■ What the task requires: Copy all records verbatim.

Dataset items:
★ ★ ★ ★

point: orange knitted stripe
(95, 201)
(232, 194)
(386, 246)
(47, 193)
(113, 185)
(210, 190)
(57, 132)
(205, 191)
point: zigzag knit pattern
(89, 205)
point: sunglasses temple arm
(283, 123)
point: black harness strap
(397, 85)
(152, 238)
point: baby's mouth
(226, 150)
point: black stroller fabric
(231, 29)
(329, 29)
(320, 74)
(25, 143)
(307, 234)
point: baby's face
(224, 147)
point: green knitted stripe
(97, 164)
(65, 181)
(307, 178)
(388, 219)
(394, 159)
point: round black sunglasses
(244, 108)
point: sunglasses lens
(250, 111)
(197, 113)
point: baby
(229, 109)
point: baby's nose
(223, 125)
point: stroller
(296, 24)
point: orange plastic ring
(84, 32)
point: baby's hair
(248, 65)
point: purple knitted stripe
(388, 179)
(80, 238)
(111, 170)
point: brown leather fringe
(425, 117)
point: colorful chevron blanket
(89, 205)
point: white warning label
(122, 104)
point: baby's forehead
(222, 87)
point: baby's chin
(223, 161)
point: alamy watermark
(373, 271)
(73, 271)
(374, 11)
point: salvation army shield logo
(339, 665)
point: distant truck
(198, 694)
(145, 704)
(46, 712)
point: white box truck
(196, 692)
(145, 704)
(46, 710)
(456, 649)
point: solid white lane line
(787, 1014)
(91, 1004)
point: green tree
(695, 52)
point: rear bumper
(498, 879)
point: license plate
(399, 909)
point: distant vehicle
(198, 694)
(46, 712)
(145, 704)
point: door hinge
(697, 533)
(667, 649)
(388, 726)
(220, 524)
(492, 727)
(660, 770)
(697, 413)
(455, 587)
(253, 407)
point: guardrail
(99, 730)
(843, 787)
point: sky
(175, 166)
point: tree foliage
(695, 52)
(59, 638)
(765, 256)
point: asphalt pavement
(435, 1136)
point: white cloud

★ ★ ★ ★

■ Exercise solution:
point: orange knitted stripe
(95, 201)
(232, 194)
(386, 246)
(47, 193)
(113, 185)
(210, 190)
(57, 132)
(205, 191)
point: zigzag knit pattern
(89, 205)
point: sunglasses temple arm
(283, 123)
point: black harness strap
(397, 85)
(152, 238)
point: baby's mouth
(226, 150)
point: black stroller fabric
(231, 29)
(329, 29)
(320, 74)
(25, 143)
(307, 234)
point: baby's face
(224, 147)
point: green knitted stripe
(97, 164)
(65, 181)
(307, 178)
(388, 219)
(394, 159)
point: round black sunglasses
(244, 108)
point: sunglasses lens
(250, 111)
(197, 113)
point: baby
(229, 109)
point: baby's nose
(223, 125)
point: stroller
(296, 24)
point: orange plastic ring
(84, 32)
point: baby's hair
(248, 65)
point: purple knitted stripe
(388, 179)
(80, 238)
(111, 170)
point: brown leather fringe
(425, 117)
point: colorful chevron blanket
(89, 205)
point: white warning label
(122, 104)
point: baby's forehead
(222, 87)
point: baby's chin
(223, 161)
point: alamy watermark
(373, 271)
(73, 271)
(374, 11)
point: salvation army shield logo
(339, 665)
point: distant truck
(198, 694)
(145, 704)
(46, 712)
point: white box truck
(196, 692)
(145, 704)
(46, 710)
(456, 649)
point: solid white lane line
(787, 1014)
(91, 1004)
point: green tree
(695, 52)
point: rear bumper
(498, 879)
point: license plate
(399, 909)
point: distant vehicle
(198, 694)
(46, 712)
(145, 704)
point: door hinge
(697, 533)
(667, 649)
(388, 726)
(220, 524)
(492, 727)
(660, 770)
(697, 413)
(455, 587)
(253, 407)
point: guardrail
(99, 730)
(843, 787)
point: sky
(175, 166)
point: tree foliage
(695, 52)
(59, 638)
(765, 256)
point: asphalt pavement
(435, 1136)
point: white cloud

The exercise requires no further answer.